Given request »
Convert the lines below into a Markdown table with two columns, "No." for the row number and "Line text" for the line itself. Leave out any blank lines.

··········

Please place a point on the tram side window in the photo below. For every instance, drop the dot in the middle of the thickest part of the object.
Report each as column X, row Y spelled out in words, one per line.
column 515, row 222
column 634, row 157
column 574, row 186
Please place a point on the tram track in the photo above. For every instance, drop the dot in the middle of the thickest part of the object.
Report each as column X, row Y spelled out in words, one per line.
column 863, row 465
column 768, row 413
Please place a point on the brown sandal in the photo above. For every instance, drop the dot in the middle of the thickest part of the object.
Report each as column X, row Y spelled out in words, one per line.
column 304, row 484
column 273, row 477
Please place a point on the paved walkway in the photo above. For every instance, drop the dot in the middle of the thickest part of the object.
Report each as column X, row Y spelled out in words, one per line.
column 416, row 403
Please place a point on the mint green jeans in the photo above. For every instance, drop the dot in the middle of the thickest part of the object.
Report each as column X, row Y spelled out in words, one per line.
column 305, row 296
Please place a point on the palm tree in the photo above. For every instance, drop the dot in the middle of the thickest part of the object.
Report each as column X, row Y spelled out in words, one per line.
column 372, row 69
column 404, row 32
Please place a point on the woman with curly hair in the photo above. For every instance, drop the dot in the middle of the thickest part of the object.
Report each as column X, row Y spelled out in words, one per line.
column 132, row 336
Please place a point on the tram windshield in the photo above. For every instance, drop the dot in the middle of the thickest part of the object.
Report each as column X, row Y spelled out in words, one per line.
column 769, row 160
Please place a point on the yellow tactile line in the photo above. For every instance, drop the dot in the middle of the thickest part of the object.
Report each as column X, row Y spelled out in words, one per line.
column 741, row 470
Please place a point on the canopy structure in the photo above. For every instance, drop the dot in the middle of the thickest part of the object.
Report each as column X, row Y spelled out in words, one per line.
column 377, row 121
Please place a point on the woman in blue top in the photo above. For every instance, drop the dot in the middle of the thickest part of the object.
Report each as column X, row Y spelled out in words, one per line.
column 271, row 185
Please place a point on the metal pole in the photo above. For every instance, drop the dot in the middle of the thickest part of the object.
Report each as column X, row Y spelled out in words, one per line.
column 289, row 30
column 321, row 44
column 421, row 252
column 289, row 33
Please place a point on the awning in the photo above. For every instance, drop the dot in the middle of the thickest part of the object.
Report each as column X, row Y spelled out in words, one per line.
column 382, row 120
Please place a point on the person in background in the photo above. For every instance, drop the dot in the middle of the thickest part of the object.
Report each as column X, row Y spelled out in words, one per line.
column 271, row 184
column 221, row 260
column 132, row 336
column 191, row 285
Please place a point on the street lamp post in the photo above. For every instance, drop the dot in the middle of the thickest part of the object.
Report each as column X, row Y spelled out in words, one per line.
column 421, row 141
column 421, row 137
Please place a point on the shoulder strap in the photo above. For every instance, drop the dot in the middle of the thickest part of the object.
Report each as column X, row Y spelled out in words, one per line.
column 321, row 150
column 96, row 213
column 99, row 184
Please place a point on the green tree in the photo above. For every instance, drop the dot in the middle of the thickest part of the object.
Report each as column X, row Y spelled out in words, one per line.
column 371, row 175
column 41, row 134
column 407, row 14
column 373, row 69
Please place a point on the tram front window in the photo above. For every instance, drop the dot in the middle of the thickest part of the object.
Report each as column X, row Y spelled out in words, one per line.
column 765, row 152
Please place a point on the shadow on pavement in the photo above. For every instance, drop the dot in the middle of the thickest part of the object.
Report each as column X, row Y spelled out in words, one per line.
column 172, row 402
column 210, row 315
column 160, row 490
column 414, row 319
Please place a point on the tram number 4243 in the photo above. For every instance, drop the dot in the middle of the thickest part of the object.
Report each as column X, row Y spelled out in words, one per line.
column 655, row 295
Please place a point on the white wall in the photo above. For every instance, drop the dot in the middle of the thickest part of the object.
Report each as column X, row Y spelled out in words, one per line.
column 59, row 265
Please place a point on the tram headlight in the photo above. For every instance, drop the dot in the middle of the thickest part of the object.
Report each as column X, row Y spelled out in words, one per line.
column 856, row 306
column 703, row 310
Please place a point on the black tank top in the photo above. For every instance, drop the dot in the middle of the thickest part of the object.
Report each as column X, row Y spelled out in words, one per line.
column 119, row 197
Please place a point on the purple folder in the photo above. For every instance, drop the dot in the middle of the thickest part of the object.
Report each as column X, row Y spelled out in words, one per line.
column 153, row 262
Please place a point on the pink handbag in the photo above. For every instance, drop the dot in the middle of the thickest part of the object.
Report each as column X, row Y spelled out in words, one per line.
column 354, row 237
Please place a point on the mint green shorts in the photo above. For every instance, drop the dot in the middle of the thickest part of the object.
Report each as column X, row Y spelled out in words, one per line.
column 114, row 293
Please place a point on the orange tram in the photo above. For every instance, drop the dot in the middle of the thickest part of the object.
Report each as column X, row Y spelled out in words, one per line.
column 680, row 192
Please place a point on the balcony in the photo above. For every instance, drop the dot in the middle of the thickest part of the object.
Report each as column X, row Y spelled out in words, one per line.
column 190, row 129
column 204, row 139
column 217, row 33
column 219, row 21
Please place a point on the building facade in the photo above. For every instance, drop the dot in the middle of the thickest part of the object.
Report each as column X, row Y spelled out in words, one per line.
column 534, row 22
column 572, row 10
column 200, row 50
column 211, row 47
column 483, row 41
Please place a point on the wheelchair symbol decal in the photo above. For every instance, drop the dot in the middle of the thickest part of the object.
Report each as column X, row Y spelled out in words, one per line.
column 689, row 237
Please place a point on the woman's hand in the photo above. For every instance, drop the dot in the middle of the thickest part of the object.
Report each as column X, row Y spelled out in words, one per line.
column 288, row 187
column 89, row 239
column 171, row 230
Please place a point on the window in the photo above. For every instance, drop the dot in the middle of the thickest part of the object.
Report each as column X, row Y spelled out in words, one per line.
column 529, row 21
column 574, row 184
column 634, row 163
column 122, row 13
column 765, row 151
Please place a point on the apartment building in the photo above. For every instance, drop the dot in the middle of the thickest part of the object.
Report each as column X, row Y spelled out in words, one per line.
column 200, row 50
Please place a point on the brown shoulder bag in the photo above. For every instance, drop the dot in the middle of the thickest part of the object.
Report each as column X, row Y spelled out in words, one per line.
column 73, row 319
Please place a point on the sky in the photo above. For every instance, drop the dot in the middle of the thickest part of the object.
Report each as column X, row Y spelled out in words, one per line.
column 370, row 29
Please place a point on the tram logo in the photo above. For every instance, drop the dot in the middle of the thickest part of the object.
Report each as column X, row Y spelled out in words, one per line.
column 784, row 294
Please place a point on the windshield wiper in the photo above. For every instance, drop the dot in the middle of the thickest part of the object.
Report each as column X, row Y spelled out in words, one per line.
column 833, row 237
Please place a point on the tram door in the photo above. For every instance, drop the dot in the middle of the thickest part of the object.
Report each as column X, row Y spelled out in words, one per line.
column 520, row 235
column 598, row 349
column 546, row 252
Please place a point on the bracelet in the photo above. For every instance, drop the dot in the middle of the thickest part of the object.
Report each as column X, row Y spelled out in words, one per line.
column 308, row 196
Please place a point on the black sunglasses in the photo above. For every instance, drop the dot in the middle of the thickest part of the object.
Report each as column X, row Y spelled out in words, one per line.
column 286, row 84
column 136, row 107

··········

Exercise solution »
| No. | Line text |
|---|---|
| 1 | Please place a point on the tram side window in the photo below. For every instance, drop the dot in the middle of the thickest part of the object. |
| 2 | Report each as column X, row Y spelled out in words, one per line. |
| 3 | column 515, row 222 |
| 4 | column 634, row 157 |
| 5 | column 574, row 186 |
| 6 | Please place a point on the tram track in the photo above. For every instance, drop the dot in the middle of the thickest part of the object. |
| 7 | Report each as column X, row Y spelled out in words, one per line. |
| 8 | column 863, row 465 |
| 9 | column 768, row 413 |
| 10 | Please place a point on the brown sandal in the photo above. For every instance, drop the dot in the middle of the thickest part of the object. |
| 11 | Report each as column X, row Y spelled out in words, one per line. |
| 12 | column 304, row 484 |
| 13 | column 273, row 477 |
| 14 | Please place a point on the paved walkway in the photo above. For every instance, drop the dot in the middle of the thickest part of the object. |
| 15 | Report each as column X, row Y spelled out in words, one per line. |
| 16 | column 416, row 403 |
| 17 | Please place a point on the mint green jeans in the photo above. For every instance, drop the dot in the middle of the thickest part of the object. |
| 18 | Report each as column X, row Y spelled out in words, one per line. |
| 19 | column 305, row 296 |
| 20 | Please place a point on the palm tree in the photo above. For every instance, drop the dot in the middle of the thickest part of the object. |
| 21 | Report each as column X, row Y spelled out in words, one per line. |
| 22 | column 372, row 69 |
| 23 | column 404, row 32 |
| 24 | Please place a point on the woman with curly hair in the photo above. For every instance, drop the dot in the middle of the thickest part of the object. |
| 25 | Report each as column X, row Y spelled out in words, one per line. |
| 26 | column 132, row 336 |
| 27 | Please place a point on the tram windshield in the photo above. For every instance, drop the dot in the middle of the thickest part of the object. |
| 28 | Report each as column X, row Y spelled out in words, one per line. |
| 29 | column 769, row 160 |
| 30 | Please place a point on the yellow tactile line in the photo above. For every instance, drop the dot in the middle of the thickest part of the object. |
| 31 | Report each as column X, row Y spelled out in words, one per line. |
| 32 | column 741, row 470 |
| 33 | Please place a point on the canopy structure in the photo above. For every instance, drop the dot in the middle of the thickest part of the object. |
| 34 | Report each as column X, row Y spelled out in words, one per line. |
| 35 | column 377, row 121 |
| 36 | Please place a point on the woman in blue top in the photo above. For every instance, drop the dot in the middle of the thickest part of the object. |
| 37 | Report each as column X, row Y spelled out in words, one per line. |
| 38 | column 271, row 185 |
| 39 | Please place a point on the metal pole in the photo above. For every instance, drop the dot in the middle of the thickest part of the object. |
| 40 | Report each as column X, row Y spelled out in words, one per line. |
| 41 | column 289, row 30 |
| 42 | column 321, row 44 |
| 43 | column 421, row 252 |
| 44 | column 289, row 33 |
| 45 | Please place a point on the awning in the photo above. For every instance, drop the dot in the middle of the thickest part of the object. |
| 46 | Report each as column X, row Y spelled out in words, one per line. |
| 47 | column 382, row 120 |
| 48 | Please place a point on the person in background in the photo above. For every instance, drop the dot in the middle of the thickest part of the object. |
| 49 | Report each as column X, row Y spelled out in words, one per line. |
| 50 | column 271, row 184 |
| 51 | column 221, row 260 |
| 52 | column 132, row 336 |
| 53 | column 191, row 285 |
| 54 | Please place a point on the street lamp post in the photo above. For every instance, drop the dot in the middle of the thickest part of the object. |
| 55 | Report each as column X, row Y spelled out in words, one per line. |
| 56 | column 421, row 141 |
| 57 | column 421, row 137 |
| 58 | Please place a point on the shoulder strap in the photo above. For every instance, drop the dot in the middle of the thickest part of the object. |
| 59 | Report each as column X, row Y spelled out in words, one per line. |
| 60 | column 321, row 150 |
| 61 | column 96, row 213 |
| 62 | column 99, row 184 |
| 63 | Please place a point on the green tree in the photo above. For every instance, drop the dot in the middle of the thickest part of the object. |
| 64 | Report each as column X, row Y spelled out in words, one per line. |
| 65 | column 371, row 175 |
| 66 | column 41, row 134 |
| 67 | column 407, row 14 |
| 68 | column 373, row 69 |
| 69 | Please place a point on the tram front window in the photo above. For every instance, drop the dot in the middle of the thickest part of the object. |
| 70 | Report each as column X, row Y spelled out in words, one per line. |
| 71 | column 765, row 152 |
| 72 | Please place a point on the shadow on pavement in the photo above. For every instance, drop the dot in the middle of the thickest part of the object. |
| 73 | Report each as column X, row Y spelled out in words, one per line. |
| 74 | column 172, row 402 |
| 75 | column 210, row 315 |
| 76 | column 160, row 490 |
| 77 | column 414, row 319 |
| 78 | Please place a point on the tram number 4243 in the photo above. For every instance, drop the dot in the middle of the thickest part of the object. |
| 79 | Report each as column X, row Y spelled out in words, one per line. |
| 80 | column 655, row 295 |
| 81 | Please place a point on the white wall in the photo above. For every instance, drop the dot in the middle of the thickest part of the object. |
| 82 | Report each as column X, row Y spelled out in words, one per line. |
| 83 | column 59, row 265 |
| 84 | Please place a point on the tram headlight in the photo above. For every instance, drop the dot in the middle of the thickest part of the object. |
| 85 | Report each as column X, row Y spelled out in words, one per line. |
| 86 | column 856, row 306 |
| 87 | column 703, row 310 |
| 88 | Please place a point on the black tank top in the photo above. For every instance, drop the dot in the middle of the thickest part of the object. |
| 89 | Report each as column X, row Y spelled out in words, one per line. |
| 90 | column 119, row 197 |
| 91 | Please place a point on the purple folder in the photo above. For every instance, drop the dot in the middle of the thickest part of the object. |
| 92 | Report each as column X, row Y spelled out in words, one per line. |
| 93 | column 153, row 262 |
| 94 | Please place a point on the pink handbag in the photo above. For every instance, drop the dot in the middle of the thickest part of the object. |
| 95 | Report each as column X, row Y spelled out in words, one per line. |
| 96 | column 354, row 237 |
| 97 | Please place a point on the mint green shorts in the photo above. For every instance, drop the dot in the middle of the thickest part of the object. |
| 98 | Report each as column X, row Y spelled out in words, one per line. |
| 99 | column 114, row 293 |
| 100 | Please place a point on the orange tram in the photo above. For every instance, drop the dot in the middle of the thickest part of the object. |
| 101 | Report each as column X, row Y spelled out in words, one per line. |
| 102 | column 680, row 192 |
| 103 | Please place a point on the balcony in the photo above. For every instance, drop the dot in the middle of the thickest part of the object. |
| 104 | Report each as column X, row Y spelled out in words, one per line. |
| 105 | column 190, row 129 |
| 106 | column 204, row 139 |
| 107 | column 217, row 33 |
| 108 | column 219, row 21 |
| 109 | Please place a point on the building facade in the photo above. For every instance, drop the dot in the middle of the thickest part of the object. |
| 110 | Report each as column X, row Y spelled out in words, one per line. |
| 111 | column 534, row 22 |
| 112 | column 572, row 10 |
| 113 | column 200, row 50 |
| 114 | column 211, row 47 |
| 115 | column 483, row 41 |
| 116 | Please place a point on the wheelchair symbol decal in the photo above. For every instance, drop the dot in the middle of the thickest part of the object. |
| 117 | Report each as column X, row Y spelled out in words, one per line. |
| 118 | column 689, row 237 |
| 119 | Please place a point on the woman's hand in the photo above. For every instance, drop the dot in the middle of the thickest part of the object. |
| 120 | Report each as column X, row Y spelled out in words, one per line. |
| 121 | column 288, row 187 |
| 122 | column 89, row 239 |
| 123 | column 171, row 230 |
| 124 | Please place a point on the window in the photo above. For every instance, drop the dot in the middle of the thickest part of the object. |
| 125 | Report each as column X, row Y spelled out in words, one per line. |
| 126 | column 529, row 21 |
| 127 | column 574, row 184 |
| 128 | column 634, row 163 |
| 129 | column 122, row 13 |
| 130 | column 765, row 151 |
| 131 | Please place a point on the apartment building in the photo above. For every instance, drop the dot in the middle of the thickest part of the object. |
| 132 | Report each as column X, row Y spelled out in words, one per line. |
| 133 | column 200, row 50 |
| 134 | Please place a point on the brown shoulder bag in the photo above. For every instance, drop the dot in the middle of the thickest part of the object. |
| 135 | Report each as column X, row Y spelled out in words, one per line. |
| 136 | column 73, row 319 |
| 137 | Please place a point on the sky in the photo above. For every instance, drop the dot in the middle of the thickest part of the object. |
| 138 | Report each as column X, row Y spelled out in words, one per line. |
| 139 | column 370, row 29 |
| 140 | Please place a point on the tram logo in the photo above. For every instance, drop the dot in the middle of the thickest part of the object. |
| 141 | Report each as column X, row Y spelled out in words, one per line. |
| 142 | column 784, row 294 |
| 143 | Please place a point on the windshield wiper in the photo above. For every instance, drop the dot in the middle of the thickest part of the object. |
| 144 | Report each as column X, row Y spelled out in words, one per line. |
| 145 | column 833, row 237 |
| 146 | Please place a point on the tram door in the photo above. For every instance, drop the dot in the middle of the thickest part of the object. |
| 147 | Report each as column X, row Y spelled out in words, one per line. |
| 148 | column 520, row 235 |
| 149 | column 598, row 349 |
| 150 | column 546, row 252 |
| 151 | Please place a point on the bracelet in the photo above. For every instance, drop the dot in the middle of the thickest part of the object. |
| 152 | Report each as column X, row Y spelled out in words, one per line. |
| 153 | column 308, row 196 |
| 154 | Please place a point on the black sunglasses in the photo above. For every instance, drop the dot in the middle of the thickest part of the object. |
| 155 | Report each as column X, row Y spelled out in words, one per line. |
| 156 | column 286, row 84 |
| 157 | column 136, row 107 |